AVAILABLE RECORDS
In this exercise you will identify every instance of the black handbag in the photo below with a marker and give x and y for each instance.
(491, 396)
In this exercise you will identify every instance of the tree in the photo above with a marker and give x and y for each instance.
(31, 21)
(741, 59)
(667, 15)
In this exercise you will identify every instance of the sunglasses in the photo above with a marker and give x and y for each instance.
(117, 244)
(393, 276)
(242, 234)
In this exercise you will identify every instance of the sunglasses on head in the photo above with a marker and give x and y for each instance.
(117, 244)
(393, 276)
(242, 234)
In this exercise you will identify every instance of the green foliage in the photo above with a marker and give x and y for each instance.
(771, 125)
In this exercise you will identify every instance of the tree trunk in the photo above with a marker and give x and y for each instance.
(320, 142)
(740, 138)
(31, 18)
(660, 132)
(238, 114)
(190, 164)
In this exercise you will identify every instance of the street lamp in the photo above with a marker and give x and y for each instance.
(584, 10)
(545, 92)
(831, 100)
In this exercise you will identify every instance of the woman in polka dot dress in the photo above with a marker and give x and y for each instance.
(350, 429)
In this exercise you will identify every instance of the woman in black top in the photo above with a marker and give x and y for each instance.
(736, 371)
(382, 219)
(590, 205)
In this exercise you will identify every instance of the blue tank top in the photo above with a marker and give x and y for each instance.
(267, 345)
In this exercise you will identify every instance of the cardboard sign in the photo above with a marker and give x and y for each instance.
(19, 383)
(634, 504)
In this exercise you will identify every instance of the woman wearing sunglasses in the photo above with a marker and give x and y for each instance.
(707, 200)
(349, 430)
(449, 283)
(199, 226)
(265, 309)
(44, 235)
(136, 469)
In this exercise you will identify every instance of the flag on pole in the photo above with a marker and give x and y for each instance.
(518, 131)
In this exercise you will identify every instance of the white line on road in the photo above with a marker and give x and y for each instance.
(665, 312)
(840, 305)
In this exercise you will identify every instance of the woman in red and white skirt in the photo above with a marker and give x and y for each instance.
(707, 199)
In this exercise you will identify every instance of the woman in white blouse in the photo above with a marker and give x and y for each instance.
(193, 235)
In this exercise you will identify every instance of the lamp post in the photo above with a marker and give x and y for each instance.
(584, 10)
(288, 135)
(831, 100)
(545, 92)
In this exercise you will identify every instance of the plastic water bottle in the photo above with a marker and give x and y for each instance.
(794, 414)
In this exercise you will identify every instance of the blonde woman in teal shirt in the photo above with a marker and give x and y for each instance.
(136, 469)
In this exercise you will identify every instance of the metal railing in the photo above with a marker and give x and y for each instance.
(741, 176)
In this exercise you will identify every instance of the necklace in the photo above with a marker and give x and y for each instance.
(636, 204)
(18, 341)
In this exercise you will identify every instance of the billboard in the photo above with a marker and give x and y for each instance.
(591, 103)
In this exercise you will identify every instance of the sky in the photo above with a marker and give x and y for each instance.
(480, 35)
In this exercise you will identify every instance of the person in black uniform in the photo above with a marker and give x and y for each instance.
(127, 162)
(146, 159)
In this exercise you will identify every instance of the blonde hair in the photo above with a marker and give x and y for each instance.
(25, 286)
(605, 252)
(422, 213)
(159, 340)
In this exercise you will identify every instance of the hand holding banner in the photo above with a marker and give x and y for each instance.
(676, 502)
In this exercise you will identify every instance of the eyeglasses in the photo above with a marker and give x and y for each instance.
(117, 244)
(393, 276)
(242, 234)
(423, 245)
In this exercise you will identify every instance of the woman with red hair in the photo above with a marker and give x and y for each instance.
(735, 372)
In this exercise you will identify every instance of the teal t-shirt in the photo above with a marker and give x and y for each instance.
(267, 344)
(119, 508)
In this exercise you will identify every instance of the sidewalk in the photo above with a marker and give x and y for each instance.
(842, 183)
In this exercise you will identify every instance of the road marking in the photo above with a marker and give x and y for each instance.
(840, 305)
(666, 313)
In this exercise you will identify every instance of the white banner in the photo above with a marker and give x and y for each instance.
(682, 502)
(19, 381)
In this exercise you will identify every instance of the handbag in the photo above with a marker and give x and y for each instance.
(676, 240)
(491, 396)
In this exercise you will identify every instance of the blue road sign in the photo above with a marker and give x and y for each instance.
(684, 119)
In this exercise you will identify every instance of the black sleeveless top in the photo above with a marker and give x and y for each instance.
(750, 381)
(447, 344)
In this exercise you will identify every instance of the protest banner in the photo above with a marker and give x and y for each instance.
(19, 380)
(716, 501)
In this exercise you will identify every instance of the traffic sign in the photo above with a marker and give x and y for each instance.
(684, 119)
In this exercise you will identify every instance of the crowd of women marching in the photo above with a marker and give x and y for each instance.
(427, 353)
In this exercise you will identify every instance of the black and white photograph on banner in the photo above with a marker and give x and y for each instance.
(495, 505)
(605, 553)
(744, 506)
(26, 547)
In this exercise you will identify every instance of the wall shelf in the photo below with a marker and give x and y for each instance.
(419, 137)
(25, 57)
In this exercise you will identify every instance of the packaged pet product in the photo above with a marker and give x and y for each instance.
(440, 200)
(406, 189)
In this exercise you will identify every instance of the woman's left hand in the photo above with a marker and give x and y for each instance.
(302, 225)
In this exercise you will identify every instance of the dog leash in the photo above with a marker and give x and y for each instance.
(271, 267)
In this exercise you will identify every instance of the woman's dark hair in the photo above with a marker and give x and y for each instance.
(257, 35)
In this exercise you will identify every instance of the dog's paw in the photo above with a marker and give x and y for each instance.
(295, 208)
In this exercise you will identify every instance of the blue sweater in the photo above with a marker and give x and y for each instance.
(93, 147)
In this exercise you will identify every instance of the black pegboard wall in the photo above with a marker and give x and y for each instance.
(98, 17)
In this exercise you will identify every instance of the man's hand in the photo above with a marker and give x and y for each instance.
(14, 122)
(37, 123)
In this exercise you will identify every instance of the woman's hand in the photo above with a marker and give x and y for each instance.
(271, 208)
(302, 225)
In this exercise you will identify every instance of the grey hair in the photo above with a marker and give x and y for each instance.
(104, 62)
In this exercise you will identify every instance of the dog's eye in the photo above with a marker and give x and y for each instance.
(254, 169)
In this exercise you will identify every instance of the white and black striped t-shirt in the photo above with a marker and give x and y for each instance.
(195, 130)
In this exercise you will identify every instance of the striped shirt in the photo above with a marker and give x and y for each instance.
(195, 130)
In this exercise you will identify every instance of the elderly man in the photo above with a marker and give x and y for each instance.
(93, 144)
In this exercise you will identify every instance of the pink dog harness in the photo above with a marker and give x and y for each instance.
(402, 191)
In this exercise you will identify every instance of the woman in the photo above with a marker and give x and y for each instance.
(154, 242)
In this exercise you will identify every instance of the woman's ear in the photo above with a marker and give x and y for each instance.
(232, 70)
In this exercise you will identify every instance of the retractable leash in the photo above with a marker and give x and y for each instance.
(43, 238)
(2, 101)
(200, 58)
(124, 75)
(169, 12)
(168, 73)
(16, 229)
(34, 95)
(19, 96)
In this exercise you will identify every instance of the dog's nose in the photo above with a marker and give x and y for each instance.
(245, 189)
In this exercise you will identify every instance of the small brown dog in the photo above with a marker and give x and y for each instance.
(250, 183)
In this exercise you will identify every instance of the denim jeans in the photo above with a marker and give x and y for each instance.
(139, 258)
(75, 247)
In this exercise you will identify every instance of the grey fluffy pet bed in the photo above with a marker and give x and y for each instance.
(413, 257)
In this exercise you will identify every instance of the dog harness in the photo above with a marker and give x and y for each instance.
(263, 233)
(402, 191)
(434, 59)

STATED PROBLEM
Set down the listing above in full, please, exactly as it appears.

SOLVED EXERCISE
In this exercise you will identify every instance of the black handbag in the photo below with a marker and give x and y for each instance.
(491, 396)
In this exercise you will identify every instance of the tree in the photo above with a marker and give x and y for each instance.
(31, 21)
(741, 59)
(667, 15)
In this exercise you will identify every instance of the sunglasses in the photo above with a marker and give x and y for each instance.
(117, 244)
(393, 276)
(242, 234)
In this exercise you will identify every instance of the sunglasses on head in the photo above with a marker and give x and y for each instance.
(117, 244)
(393, 276)
(242, 234)
In this exercise you will identify every instance of the green foliage in the photo above with a marker and give x and y for each instance.
(771, 125)
In this exercise you will identify every instance of the tree trunk in the photo above with a marker and give x and y for each instance.
(320, 142)
(740, 138)
(31, 18)
(660, 132)
(238, 114)
(190, 164)
In this exercise you will identify every instance of the street lamp in the photo above with a marker and give x and y for each instance.
(584, 10)
(545, 92)
(831, 100)
In this exercise you will identify every instance of the woman in polka dot dress in the photo above with a marker and give x and y for each instance.
(350, 429)
In this exercise you will identify every instance of the woman in black top in the photo above with a marker and give x and y for each instance.
(736, 371)
(382, 219)
(590, 205)
In this exercise you will identify every instance of the blue tank top in the photo above with a marker and give x and y for each instance.
(267, 345)
In this exercise you will identify every instance of the cardboard sign in the photo above with a marker and give x and y for each instance.
(19, 383)
(634, 504)
In this exercise you will identify every instance of the woman wearing sunglasses in the photo above with a marker and give x and y for each instance.
(707, 200)
(349, 430)
(449, 283)
(199, 226)
(265, 309)
(44, 235)
(136, 469)
In this exercise you will identify every instance of the flag on pole in the photo above with a marker and give x and y for each instance.
(518, 131)
In this exercise you will identify every instance of the white line on road in the photo above with a marker and give x and y for each instance.
(665, 312)
(840, 305)
In this exercise you will identify every instance of the woman in red and white skirt in the photo above with a marker and give x and y for each instance.
(707, 199)
In this exercise you will identify every instance of the woman in white blouse in the photo above with a marker and give x and y for each instance.
(193, 235)
In this exercise you will identify every instance of the lamp post in the photo above with a marker and give x and y for each instance.
(584, 10)
(288, 135)
(831, 100)
(545, 92)
In this exercise you will identify every instance of the plastic water bottle in the photo above with a marker and give x and y for each instance.
(794, 414)
In this exercise you will identify every instance of the blonde woman in teal shirt in the photo above with a marker and give x and y for each instance.
(136, 469)
In this exercise you will identify every instance of the metal railing in the photo above with a marker and give x and y for each instance.
(741, 176)
In this exercise you will identify every instance of the necklace in the photo above with a marker and give x and y for each instance.
(636, 204)
(18, 341)
In this exercise you will identify every instance of the billboard in the photo above with a marker and give x and y for each instance.
(591, 103)
In this exercise you will identify every instance of the sky in the photo above with a marker and give x and y for each instance.
(480, 35)
In this exercise you will identify every instance of the person in black uniform in the photo above with a marker and give x and y for each instance.
(127, 162)
(146, 159)
In this exercise you will identify every instance of the blonde hair in the photo above with a marker and give x and y for each instance.
(25, 286)
(605, 252)
(422, 213)
(159, 340)
In this exercise you will identify every instance of the hand holding banner in the photo above with a marker and give x and y for each instance.
(676, 502)
In this exercise you will identify every instance of the eyeglasses in the photo above with a marker and give x and y for each instance.
(117, 244)
(393, 276)
(242, 234)
(423, 245)
In this exercise you will identify every instance of the woman with red hair in the photo above with a marker and give x and y for each instance.
(735, 372)
In this exercise you will identify every instance of the teal t-shirt in the photo above with a marker and give x and y for each instance.
(267, 344)
(119, 508)
In this exercise you will identify every instance of the sidewalk in the photo above with a marker and give x and y for each instance.
(842, 183)
In this exercise you will identify every instance of the road marking in the photo above with a marker and give x and y for each instance.
(840, 305)
(666, 313)
In this exercise you will identify every instance of the white banner in the photo above with a marker and give x and y for each instance.
(682, 502)
(19, 381)
In this exercise you will identify every instance of the handbag in the photo above with a marker and give x and y for each instance.
(676, 240)
(491, 396)
In this exercise you will identify every instance of the blue road sign in the photo above with a marker and give x and y for each instance.
(684, 119)
In this exercise you will identify every instance of the black sleeveless top in the photo above with a marker and give x and y for each instance.
(750, 381)
(447, 344)
In this exercise you will identify every instance of the protest banner in the photo above with a marker and give x and y for each instance.
(19, 380)
(716, 501)
In this exercise you will identify every instance of the traffic sign in the photo above with a marker and give x and y for each instance.
(684, 119)
In this exercise you will identify every instance of the crowd of women marching in the photo above with a marker and give x and y for each instance.
(427, 353)
In this exercise you will identify every instance of the black and white photograph on banner in the photo above with a marker and give x and y for each instance.
(495, 505)
(605, 553)
(744, 506)
(26, 547)
In this exercise you will identify every instance of the wall shelf in the photo below with a marker and give x and y for each instance.
(419, 137)
(25, 57)
In this exercise you will identify every instance of the packaged pet product in the photo above with a marker and give x and y for each instance.
(440, 200)
(406, 189)
In this exercise you will identify every instance of the woman's left hand in the photo above with a marker and give x and y for each instance.
(302, 225)
In this exercise you will identify every instance of the dog leash in the photo above with a marker and give x and y for each instance.
(271, 267)
In this exercise you will identify every instance of the woman's dark hair in the photo above with a marker and give x and y for each instance.
(257, 35)
In this exercise you will identify every instance of the dog's paw in the photo above with a marker and give x and y for each instance.
(295, 208)
In this exercise you will identify every instance of the blue sweater in the photo above with a marker and give x and y for each instance.
(93, 147)
In this exercise you will identify every instance of the black pegboard wall in the photo above with a marker and give x and y for each instance.
(98, 17)
In this exercise you will identify every instance of the man's hand in the photo above with a marker and give x and y for each instance.
(14, 122)
(37, 123)
In this exercise you will identify every instance of the woman's hand in the photo above with a marker and give x and y for each instance.
(271, 208)
(302, 225)
In this exercise you will identify every instance of the grey hair in the photo above with a marker and give x and y for each instance.
(104, 62)
In this exercise you will identify every instance of the dog's eye in the photo above with a marker and give x and y for each instance.
(254, 169)
In this exercise you will identify every instance of the white and black striped t-shirt in the photo above with a marker and give x and y for each instance.
(195, 130)
In this exercise you will identify every instance of the striped shirt in the photo above with a marker and give x and y for each instance.
(195, 130)
In this exercise you will identify every instance of the elderly man in the photo above with a marker and give x and y for each instance.
(93, 144)
In this exercise you will identify every instance of the pink dog harness in the photo above with a marker and give x and y for each instance.
(402, 191)
In this exercise you will identify every instance of the woman in the photo above with a marker and give x and y for each instance.
(154, 242)
In this exercise you will identify every instance of the woman's ear in the photo above with a marker and give x and y for each instance.
(232, 70)
In this exercise you will identify every instance of the retractable leash in the photo above with a marker and give x and y for each instance.
(43, 238)
(2, 101)
(200, 58)
(124, 75)
(169, 12)
(168, 73)
(16, 229)
(34, 95)
(19, 96)
In this exercise you will identify every instance of the dog's nose in the photo above with a marker and give x and y for each instance.
(245, 189)
In this exercise you will identify every instance of the small brown dog in the photo above with a marker and give x and y for each instance.
(250, 183)
In this exercise you will identify every instance of the denim jeans in the photo above with a marker and give x and y for each instance.
(139, 258)
(75, 247)
In this exercise you will identify every instance of the grey fluffy pet bed in the photo above with a marker and give x and y for each instance.
(413, 257)
In this exercise you will identify every instance of the dog harness in the photo above with a marker and give x and y for each instance.
(263, 233)
(402, 191)
(434, 59)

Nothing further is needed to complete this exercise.